#### Directions for this task
Rewrite all the records below, replacing each occurrence of "divided by a tab" with "separated by a tab" and leaving every other character unchanged.

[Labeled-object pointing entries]
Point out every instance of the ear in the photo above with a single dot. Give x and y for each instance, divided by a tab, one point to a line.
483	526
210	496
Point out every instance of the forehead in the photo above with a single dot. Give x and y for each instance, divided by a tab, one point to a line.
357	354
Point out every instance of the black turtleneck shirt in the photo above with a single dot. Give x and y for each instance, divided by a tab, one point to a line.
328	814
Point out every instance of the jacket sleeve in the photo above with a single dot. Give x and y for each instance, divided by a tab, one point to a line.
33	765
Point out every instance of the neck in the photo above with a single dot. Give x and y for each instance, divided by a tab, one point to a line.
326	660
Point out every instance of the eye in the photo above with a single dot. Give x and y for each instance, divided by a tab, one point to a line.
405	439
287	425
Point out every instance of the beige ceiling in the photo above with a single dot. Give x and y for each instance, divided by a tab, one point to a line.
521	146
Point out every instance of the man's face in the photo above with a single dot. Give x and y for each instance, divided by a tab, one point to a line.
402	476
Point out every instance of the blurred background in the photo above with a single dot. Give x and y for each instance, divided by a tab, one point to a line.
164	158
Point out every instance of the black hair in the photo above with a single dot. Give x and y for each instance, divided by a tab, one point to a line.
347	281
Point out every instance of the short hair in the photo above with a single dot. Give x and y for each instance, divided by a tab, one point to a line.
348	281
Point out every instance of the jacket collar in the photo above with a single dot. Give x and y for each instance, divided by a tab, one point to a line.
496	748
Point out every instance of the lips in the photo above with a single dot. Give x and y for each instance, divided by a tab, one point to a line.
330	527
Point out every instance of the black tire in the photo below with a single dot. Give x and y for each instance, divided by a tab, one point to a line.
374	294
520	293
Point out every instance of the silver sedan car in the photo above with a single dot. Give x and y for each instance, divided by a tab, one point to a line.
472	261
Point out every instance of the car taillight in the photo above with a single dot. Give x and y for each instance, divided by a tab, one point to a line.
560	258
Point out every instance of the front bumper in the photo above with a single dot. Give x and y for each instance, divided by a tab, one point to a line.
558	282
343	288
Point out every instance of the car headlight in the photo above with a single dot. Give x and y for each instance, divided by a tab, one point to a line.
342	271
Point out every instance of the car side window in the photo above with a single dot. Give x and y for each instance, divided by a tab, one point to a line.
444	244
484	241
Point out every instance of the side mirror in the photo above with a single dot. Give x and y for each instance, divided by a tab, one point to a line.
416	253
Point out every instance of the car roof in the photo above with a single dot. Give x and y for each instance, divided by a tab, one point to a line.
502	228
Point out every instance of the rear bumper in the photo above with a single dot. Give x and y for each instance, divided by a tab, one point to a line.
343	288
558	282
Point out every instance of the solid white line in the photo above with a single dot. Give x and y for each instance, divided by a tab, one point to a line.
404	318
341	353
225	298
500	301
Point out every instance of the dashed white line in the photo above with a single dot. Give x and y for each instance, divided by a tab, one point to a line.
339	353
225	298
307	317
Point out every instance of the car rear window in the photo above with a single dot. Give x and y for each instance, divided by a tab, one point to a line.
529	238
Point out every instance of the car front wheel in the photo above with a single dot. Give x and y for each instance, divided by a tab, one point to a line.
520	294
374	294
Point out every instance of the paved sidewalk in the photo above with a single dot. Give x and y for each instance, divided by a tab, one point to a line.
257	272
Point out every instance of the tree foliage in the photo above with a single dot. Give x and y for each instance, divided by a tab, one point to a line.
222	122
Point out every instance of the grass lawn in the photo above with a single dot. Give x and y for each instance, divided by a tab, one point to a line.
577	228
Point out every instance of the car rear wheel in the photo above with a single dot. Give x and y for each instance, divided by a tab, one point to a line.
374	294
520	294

#### Exercise solution
Point out every instance of the ear in the photo above with a single dot. Give x and y for each instance, separated by a tab, one point to a line.
483	526
210	496
Point out every instance of the forehead in the photo above with a single dot. Give x and y for each instance, separated by a tab, one point to a line.
357	354
Point out every instance of the black turtleneck shirt in the photo above with a single dot. Give x and y for each instance, separated by a tab, one point to a line.
328	814
Point out every instance of the jacket sleeve in the photo above with a single dot. Give x and y for each instance, separated by a tab, one point to a line.
33	765
Point out every instance of the neck in the photo above with a single dot. Give x and y for each instance, separated by a tab, one point to a line.
326	660
Point out every instance of the eye in the photo above with a single dot. Give x and y for each instance, separated by a tab, one point to a line.
405	439
287	425
Point out every instance of the beige ceiling in the photo above with a single dot. Give x and y for each instance, separated by a tab, one point to a line.
521	146
Point out every instance of the man's face in the photo above with a single dot. Give x and y for each instance, separated by a tab, one point to a line.
402	476
Point out every instance of the blurred background in the photo above with a single dot. Give x and y for each instance, separated by a tab, one point to a line.
164	158
Point out every instance of the black hair in the photo above with a single dot. Give x and y for each instance, separated by a tab, one point to a line.
347	281
Point out every instance of the short hair in the photo above with a single dot. Give x and y for each instance, separated by a tab, one point to a line.
348	281
Point out every instance of the jacket collar in the photo above with a single dot. Give x and y for each instance, separated by a tab, one point to a line.
496	748
Point out every instance of the lips in the photo above with a single dot. Give x and y for each instance, separated by a tab, one point to a line.
330	527
Point out every instance of the black tire in the photo below with a single dot. Give x and y for each instance, separated by a tab, one point to a line.
374	294
520	293
Point out every instance of the silver sedan car in the photo above with a single dot. Give x and y for each instance, separated by a tab, one point to a line.
472	261
Point out every instance of the car taillight in the photo above with a single dot. Give x and y for each instance, separated by a tab, one point to a line.
560	258
Point out every instance of the front bumper in the photo above with a single dot. Give x and y for each instance, separated by a tab, one point to a line.
558	282
343	288
Point out every instance of the car headlight in the photo above with a single dot. Give x and y for each instance, separated by a tab, one point to a line.
342	271
Point out every instance of the car side window in the photo above with a single dot. Give x and y for each instance, separated by a tab, one point to a line.
444	244
484	241
Point out every instance of the side mirror in the photo above with a single dot. Give x and y for each instance, separated by a tab, one point to a line.
416	253
Point out every instance of the car roof in the photo above with a single dot. Give x and y for each instance, separated by a tab, one point to a line.
502	228
Point out every instance of the rear bumper in the photo above with a single dot. Give x and y for each instance, separated by a tab, one point to a line.
343	288
558	282
Point out every instance of the solid white line in the photo above with a single dot. Give x and y for each instance, separated by a tab, one point to a line.
404	318
341	353
225	298
500	301
Point out every instance of the dashed white line in the photo above with a single dot. Give x and y for each instance, separated by a tab, one point to a line.
339	353
225	298
307	317
Point out every instance of the car rear window in the photo above with a single dot. Give x and y for each instance, separated by a tab, one point to a line.
529	238
Point out every instance of the car front wheel in the photo above with a single dot. Give x and y for each instance, separated by a tab, one point to a line.
520	294
374	294
Point out every instance of the paved sidewalk in the photo above with a single dot. Give x and y for each instance, separated by a tab, one point to a line.
257	272
Point out every instance of the tree foliage in the photo above with a single dot. Give x and y for each instance, separated by a tab, one point to a line.
222	122
Point out every instance of the grass lawn in the photo above with a single dot. Give x and y for each instance, separated by a tab, one point to a line.
577	228
Point out every instance of the car rear wheel in the photo above with a single dot. Give x and y for each instance, separated by a tab, one point to a line.
374	294
520	294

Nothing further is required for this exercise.